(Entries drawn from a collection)
════

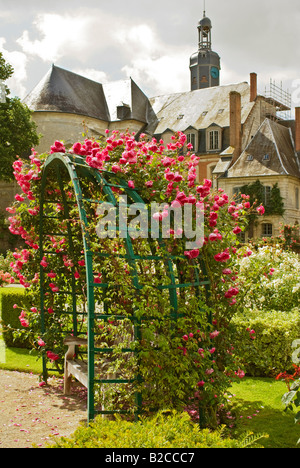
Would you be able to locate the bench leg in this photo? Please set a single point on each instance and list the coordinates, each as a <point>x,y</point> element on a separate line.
<point>67,381</point>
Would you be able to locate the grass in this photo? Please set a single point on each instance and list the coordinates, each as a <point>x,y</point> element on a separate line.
<point>256,402</point>
<point>19,359</point>
<point>258,405</point>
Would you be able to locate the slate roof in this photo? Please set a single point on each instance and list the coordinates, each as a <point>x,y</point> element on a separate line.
<point>270,152</point>
<point>64,91</point>
<point>200,108</point>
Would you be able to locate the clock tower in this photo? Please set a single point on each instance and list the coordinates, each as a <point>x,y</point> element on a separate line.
<point>204,64</point>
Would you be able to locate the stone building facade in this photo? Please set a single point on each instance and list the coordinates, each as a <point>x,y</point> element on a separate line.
<point>225,124</point>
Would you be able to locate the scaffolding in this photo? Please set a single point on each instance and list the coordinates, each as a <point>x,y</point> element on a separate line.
<point>280,100</point>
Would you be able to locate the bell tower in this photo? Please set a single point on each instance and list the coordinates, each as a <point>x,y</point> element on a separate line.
<point>205,64</point>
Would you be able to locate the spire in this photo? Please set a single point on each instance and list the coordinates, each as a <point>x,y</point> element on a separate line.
<point>204,29</point>
<point>204,64</point>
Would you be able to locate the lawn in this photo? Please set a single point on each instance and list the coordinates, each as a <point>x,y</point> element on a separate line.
<point>256,402</point>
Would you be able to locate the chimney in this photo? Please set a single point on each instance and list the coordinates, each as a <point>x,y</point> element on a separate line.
<point>297,129</point>
<point>235,124</point>
<point>253,87</point>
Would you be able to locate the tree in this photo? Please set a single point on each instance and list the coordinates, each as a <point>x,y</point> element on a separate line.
<point>17,130</point>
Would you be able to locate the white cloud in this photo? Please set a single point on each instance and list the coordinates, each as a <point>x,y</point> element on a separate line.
<point>155,65</point>
<point>18,60</point>
<point>92,74</point>
<point>61,35</point>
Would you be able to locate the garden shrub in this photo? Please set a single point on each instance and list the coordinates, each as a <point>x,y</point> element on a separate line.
<point>165,430</point>
<point>269,279</point>
<point>179,361</point>
<point>263,339</point>
<point>12,334</point>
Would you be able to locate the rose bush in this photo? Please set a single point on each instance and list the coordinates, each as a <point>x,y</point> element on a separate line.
<point>269,278</point>
<point>182,361</point>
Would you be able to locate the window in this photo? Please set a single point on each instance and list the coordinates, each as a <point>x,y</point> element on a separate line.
<point>267,230</point>
<point>267,195</point>
<point>214,140</point>
<point>237,193</point>
<point>191,138</point>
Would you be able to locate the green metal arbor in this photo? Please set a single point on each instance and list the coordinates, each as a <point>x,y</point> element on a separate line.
<point>91,300</point>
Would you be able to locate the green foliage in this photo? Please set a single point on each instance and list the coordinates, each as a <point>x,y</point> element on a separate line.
<point>13,336</point>
<point>165,430</point>
<point>291,399</point>
<point>269,279</point>
<point>17,130</point>
<point>266,351</point>
<point>273,204</point>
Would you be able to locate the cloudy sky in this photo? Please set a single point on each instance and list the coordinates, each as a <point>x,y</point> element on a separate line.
<point>150,41</point>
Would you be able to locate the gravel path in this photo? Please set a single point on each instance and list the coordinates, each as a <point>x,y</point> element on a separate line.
<point>30,414</point>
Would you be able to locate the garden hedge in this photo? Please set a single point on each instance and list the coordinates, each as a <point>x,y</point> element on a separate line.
<point>165,430</point>
<point>263,340</point>
<point>10,317</point>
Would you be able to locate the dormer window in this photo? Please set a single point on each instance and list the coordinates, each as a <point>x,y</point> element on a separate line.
<point>213,139</point>
<point>192,139</point>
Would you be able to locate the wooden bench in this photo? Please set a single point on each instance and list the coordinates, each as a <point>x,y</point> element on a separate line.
<point>74,367</point>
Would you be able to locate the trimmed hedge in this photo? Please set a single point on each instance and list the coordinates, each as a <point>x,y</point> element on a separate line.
<point>165,430</point>
<point>268,351</point>
<point>10,317</point>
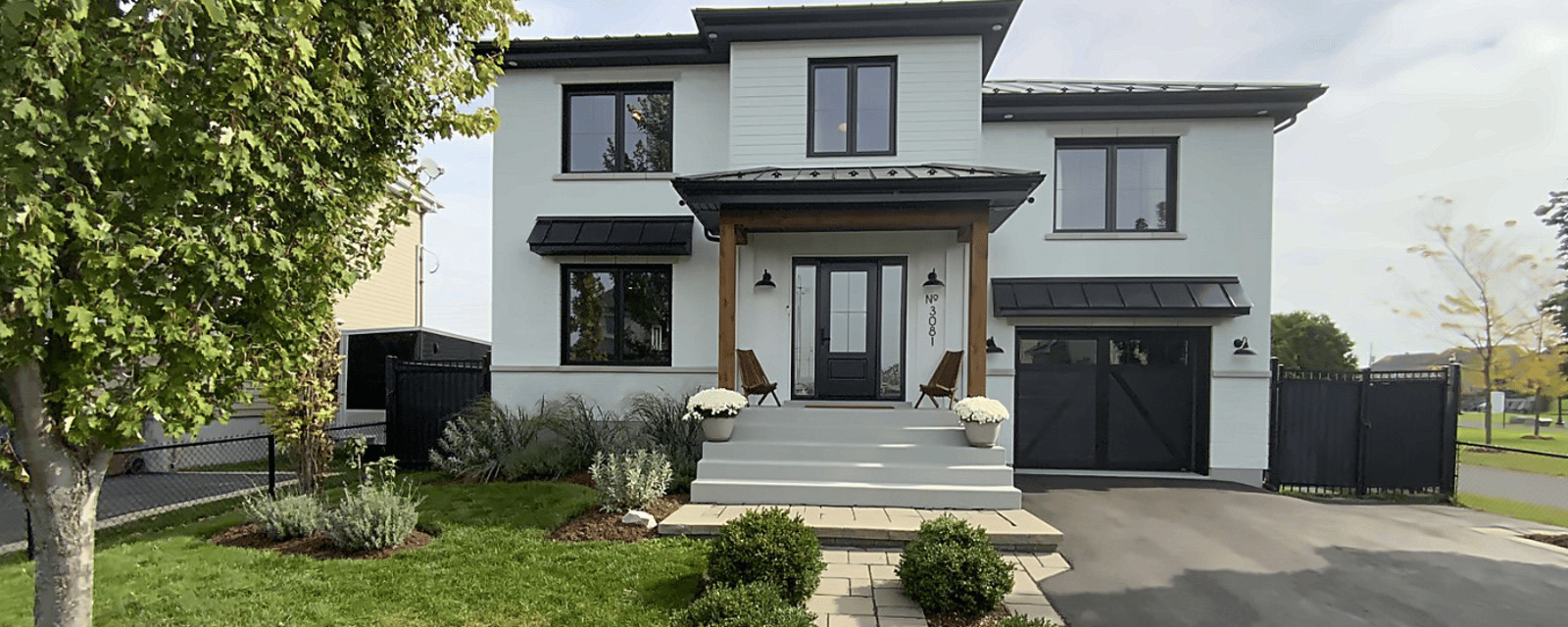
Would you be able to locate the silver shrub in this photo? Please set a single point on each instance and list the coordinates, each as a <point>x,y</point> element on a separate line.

════

Work to be completed: Turn all of the data above into a numbered list, one line per item, leaving out any blank lines. Omit the pictures.

Result below:
1. Would you be able to locate the bench leg in this photo? Please set a single point on each instance and list the coordinates, each as a <point>x,y</point> element on a separate line.
2. <point>67,381</point>
3. Would you be able to locate the grass in this photo? Please set a single point on each instance and list the coordinates, each as a <point>x,y</point> element on a separate line.
4. <point>256,402</point>
5. <point>19,359</point>
6. <point>258,405</point>
7. Would you be able to locate the slate roof in this photo? Please set a single point on each instance and list the coordinates, each as a <point>x,y</point> element on a separate line.
8. <point>270,152</point>
9. <point>64,91</point>
10. <point>200,108</point>
11. Would you be able to locate the clock tower in this photo? Please set a single point on each instance and list the coordinates, each as a <point>x,y</point> element on a separate line.
12. <point>204,64</point>
13. Would you be able to locate the stone building facade in this photo? Please set a single point on each instance and list the coordinates, each as a <point>x,y</point> element on a separate line.
14. <point>225,124</point>
15. Would you be able to locate the scaffolding in this photo? Please set a single point on each instance and list the coordinates, each as a <point>x,y</point> element on a separate line.
16. <point>280,100</point>
17. Would you be able to locate the bell tower in this photo? Please set a single point on each instance and list the coordinates, each as a <point>x,y</point> element on a separate line.
18. <point>205,64</point>
19. Would you be able to locate the spire in this photo? Please set a single point on each instance and list the coordinates, each as a <point>x,y</point> element on a separate line.
20. <point>204,29</point>
21. <point>204,64</point>
22. Would you be able to locate the lawn in this photo? Please set a single point on each instance and list the coordinates, each as a <point>x,y</point> element on a separate line.
23. <point>256,402</point>
24. Would you be able to locate the chimney in this photo? Please set a single point on each instance and list the coordinates, each as a <point>x,y</point> element on a separate line.
25. <point>297,129</point>
26. <point>235,124</point>
27. <point>253,87</point>
28. Would you be able to locate the tree in this photo? Please set a single point on each instance and list the coordinates, each as a <point>x,y</point> element on a separate line.
29. <point>17,130</point>
30. Would you be able to locate the white cloud in this photo? Please set a single point on each instance and list the coordinates, each as a <point>x,y</point> element on a separate line.
31. <point>155,65</point>
32. <point>18,60</point>
33. <point>92,74</point>
34. <point>61,35</point>
35. Would you be able to locate the garden shrub in this photo? Please set a single point on each instance and list the coordinates, each as a <point>x,y</point> element on a separate line.
36. <point>165,430</point>
37. <point>269,279</point>
38. <point>179,361</point>
39. <point>263,339</point>
40. <point>12,334</point>
41. Would you be able to locate the rose bush in this photo? Please set a single point on each instance and list the coordinates, each as a <point>x,y</point> element on a separate line.
42. <point>269,278</point>
43. <point>182,361</point>
44. Would you be able to locate the window in this photo? Please set a single point on each instance and list the coordinates, each as a <point>x,y</point> element on a separate line.
45. <point>267,230</point>
46. <point>267,195</point>
47. <point>214,140</point>
48. <point>237,193</point>
49. <point>191,138</point>
50. Would you be able to locate the green metal arbor in this photo? Please set a single point on each instance and list the coordinates, each as a <point>x,y</point> element on a separate line.
51. <point>91,300</point>
52. Would you be able to locate the green foliage in this photo? Please set a single point on each instance and list the coordinates, each as a <point>x,y</point> element on a separate line.
53. <point>13,336</point>
54. <point>165,430</point>
55. <point>291,399</point>
56. <point>269,279</point>
57. <point>17,130</point>
58. <point>266,351</point>
59. <point>273,204</point>
60. Would you be able to locate the cloudy sky in this photo? Please set a single point on each instance and list the coordinates, each as a <point>x,y</point> element on a separate line.
61. <point>150,41</point>
62. Would you be able to locate the gravel path in this photo? Please set a single point on each instance and list the coordinates, each as a <point>x,y</point> element on a separate line.
63. <point>30,414</point>
64. Would you be able to locate the garden hedge in this photo? Please set a single point on each instance and list the coordinates, each as a <point>x,y</point> element on a separate line.
65. <point>165,430</point>
66. <point>263,340</point>
67. <point>10,317</point>
68. Would you be able to locate the dormer window in this photo? Please set a single point on each instance and list the coordinates, each as a <point>x,y</point> element on a separate line.
69. <point>213,139</point>
70. <point>192,139</point>
71. Would you be able to locate the wooden bench in this photo? Please set a single point on each instance and list the coordinates, each as a <point>x,y</point> element on a separate line.
72. <point>74,367</point>
73. Would you be able to locate the trimmed hedge in this photo? Please set a single point on each instance and list the coordinates, each as a <point>x,y</point> element on a separate line.
74. <point>165,430</point>
75. <point>268,351</point>
76. <point>10,317</point>
77. Would you be able to locate the silver shrub in this photo? Please set a single point on each instance and list the coordinates, each as a <point>x,y</point> element on a separate line.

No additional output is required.